* **Exercise aim**
Return each line of the data below verbatim; pictures are to be left out.

* **Study material**
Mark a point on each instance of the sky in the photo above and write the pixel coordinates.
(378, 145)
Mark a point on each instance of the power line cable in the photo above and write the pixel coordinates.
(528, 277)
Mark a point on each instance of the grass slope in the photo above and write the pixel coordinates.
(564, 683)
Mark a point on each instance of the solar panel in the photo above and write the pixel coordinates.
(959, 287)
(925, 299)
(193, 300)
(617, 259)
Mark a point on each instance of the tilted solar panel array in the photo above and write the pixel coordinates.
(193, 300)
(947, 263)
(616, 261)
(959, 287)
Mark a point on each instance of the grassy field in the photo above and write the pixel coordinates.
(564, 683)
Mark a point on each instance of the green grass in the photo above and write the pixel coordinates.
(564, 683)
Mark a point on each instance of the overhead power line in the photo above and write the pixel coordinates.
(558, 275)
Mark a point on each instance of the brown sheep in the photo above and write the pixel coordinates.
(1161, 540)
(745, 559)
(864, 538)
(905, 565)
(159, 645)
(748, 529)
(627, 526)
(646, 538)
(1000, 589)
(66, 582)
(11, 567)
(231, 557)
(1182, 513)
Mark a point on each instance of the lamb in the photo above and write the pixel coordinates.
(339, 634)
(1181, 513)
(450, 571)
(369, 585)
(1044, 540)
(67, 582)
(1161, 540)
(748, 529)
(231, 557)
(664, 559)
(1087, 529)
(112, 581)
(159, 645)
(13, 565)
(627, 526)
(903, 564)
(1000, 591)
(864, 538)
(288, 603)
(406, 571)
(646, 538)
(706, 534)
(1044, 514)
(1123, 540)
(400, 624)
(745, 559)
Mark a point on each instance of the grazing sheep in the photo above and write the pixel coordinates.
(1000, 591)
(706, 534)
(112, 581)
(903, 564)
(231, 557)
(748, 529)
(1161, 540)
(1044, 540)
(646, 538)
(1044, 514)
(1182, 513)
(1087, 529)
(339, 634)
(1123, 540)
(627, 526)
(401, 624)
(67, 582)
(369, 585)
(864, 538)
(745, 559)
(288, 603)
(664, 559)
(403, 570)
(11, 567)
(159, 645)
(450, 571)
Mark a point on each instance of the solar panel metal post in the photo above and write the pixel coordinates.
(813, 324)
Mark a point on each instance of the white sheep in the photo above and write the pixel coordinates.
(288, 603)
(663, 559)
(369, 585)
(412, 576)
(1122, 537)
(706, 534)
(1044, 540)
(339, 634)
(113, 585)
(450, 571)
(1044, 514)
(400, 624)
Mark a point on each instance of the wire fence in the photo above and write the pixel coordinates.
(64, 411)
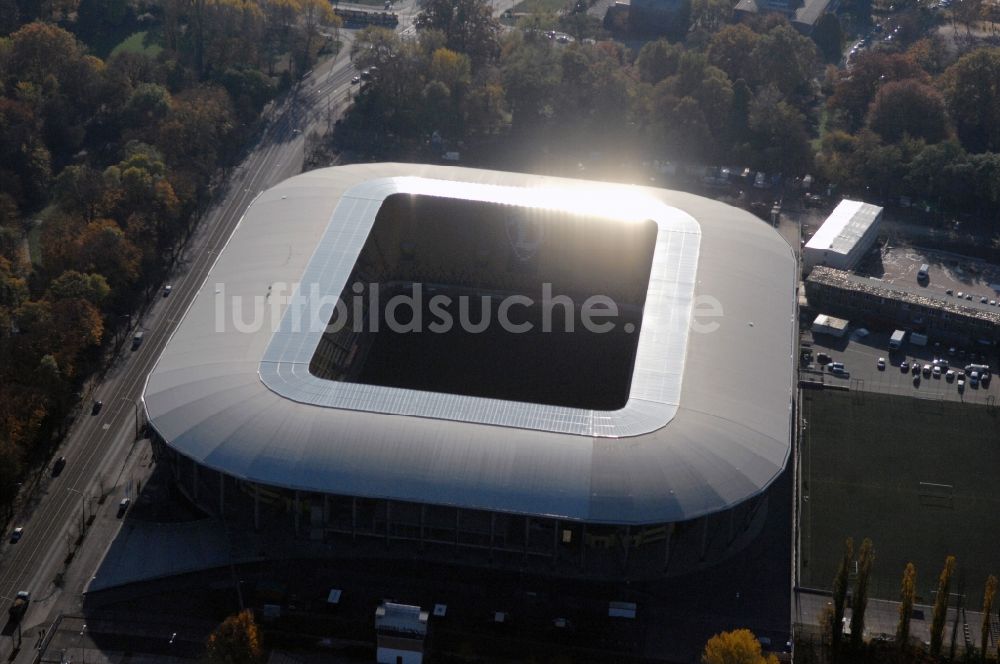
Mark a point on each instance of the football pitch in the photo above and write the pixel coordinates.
(921, 478)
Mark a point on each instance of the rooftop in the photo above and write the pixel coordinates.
(707, 420)
(847, 224)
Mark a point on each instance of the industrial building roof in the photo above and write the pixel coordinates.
(845, 226)
(708, 420)
(912, 295)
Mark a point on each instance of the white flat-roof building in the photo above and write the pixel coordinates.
(278, 415)
(845, 236)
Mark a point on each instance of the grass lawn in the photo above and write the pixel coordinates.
(137, 42)
(917, 476)
(544, 6)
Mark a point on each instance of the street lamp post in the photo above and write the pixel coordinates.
(83, 509)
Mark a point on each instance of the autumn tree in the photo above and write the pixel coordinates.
(906, 594)
(829, 37)
(236, 641)
(739, 646)
(908, 108)
(468, 26)
(859, 602)
(988, 594)
(941, 605)
(972, 92)
(840, 585)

* **Solution to this task**
Mark a point on each instance of the sky in the photo above and write the pixel coordinates.
(378, 145)
Mark a point on each instance of the power line cable in the photo above and write the pixel coordinates.
(528, 277)
Mark a point on each instance of the grass slope in the photo above and write the pixel coordinates.
(564, 683)
Mark a point on each instance of the solar panel in the photo above and write the pixel coordinates.
(959, 287)
(925, 299)
(193, 300)
(617, 259)
Mark a point on each instance of the tilted solar panel array in the photo above and write the pixel coordinates.
(193, 300)
(947, 263)
(616, 261)
(959, 287)
Mark a point on each instance of the grassy field in the photo above and write the pixel coordinates.
(564, 683)
Mark a point on each instance of the green grass in the photo above and write the pixel coordinates.
(564, 683)
Mark a point on each instance of the overhead power line in the photo above and write the pixel coordinates.
(558, 275)
Mark a point on each instance of the brown sheep in the photo above and write the pixel coordinates.
(1161, 540)
(745, 559)
(864, 538)
(905, 565)
(159, 645)
(748, 529)
(627, 526)
(646, 538)
(1000, 589)
(66, 582)
(11, 567)
(231, 557)
(1182, 513)
Mark a point on each instance of the lamb in the photo above and write the pixel coordinates.
(339, 634)
(1181, 513)
(450, 571)
(369, 585)
(1044, 540)
(67, 582)
(1161, 540)
(748, 529)
(231, 557)
(664, 559)
(1087, 529)
(112, 581)
(159, 645)
(13, 565)
(627, 526)
(903, 564)
(1000, 591)
(864, 538)
(288, 603)
(406, 571)
(646, 538)
(706, 534)
(1044, 514)
(1123, 540)
(400, 624)
(745, 559)
Mark a point on each instance of the grazing sheep in the photo above and write the pixel coordinates.
(1000, 591)
(706, 534)
(112, 581)
(903, 564)
(231, 557)
(748, 529)
(1161, 540)
(1044, 540)
(646, 538)
(1044, 514)
(1182, 513)
(1087, 529)
(339, 634)
(1123, 540)
(627, 526)
(401, 624)
(67, 582)
(369, 585)
(864, 538)
(745, 559)
(288, 603)
(664, 559)
(403, 570)
(11, 567)
(159, 645)
(450, 571)
Mark a point on each instance of the solar panel metal post in the photo above and write the pixel coordinates.
(813, 324)
Mark a point on each instance of the white sheep in the photo above and write the pixel coordinates.
(288, 603)
(663, 559)
(369, 585)
(412, 576)
(1122, 537)
(706, 534)
(1044, 540)
(339, 634)
(113, 585)
(450, 571)
(1044, 514)
(400, 624)
Mark a point on each instance of the wire fence in the photo above and write the pixel coordinates.
(64, 411)
Mark a point on each instance of the football pitch in the photo above and write the pixel coordinates.
(921, 478)
Mark a point on each instance of the rooftop in the photo above and write the pixel coordinates.
(707, 420)
(847, 224)
Mark a point on each instance of the industrial building roof in the photo above and write the pixel coordinates.
(845, 226)
(708, 420)
(912, 295)
Mark a point on each instance of the white flat-roof building in the photo above and write the pixel coordinates.
(278, 415)
(845, 236)
Mark a point on each instance of the grass lawn in the photo above and write the pixel coordinates.
(137, 42)
(917, 476)
(544, 6)
Mark a point on each instance of the street lamp post in the photo above and write the pixel coordinates.
(83, 509)
Mark a point on each instance of the autumn tree in the photo above and write the pixel coordinates.
(906, 594)
(829, 37)
(236, 641)
(739, 646)
(908, 108)
(468, 26)
(859, 602)
(988, 594)
(941, 605)
(972, 92)
(840, 585)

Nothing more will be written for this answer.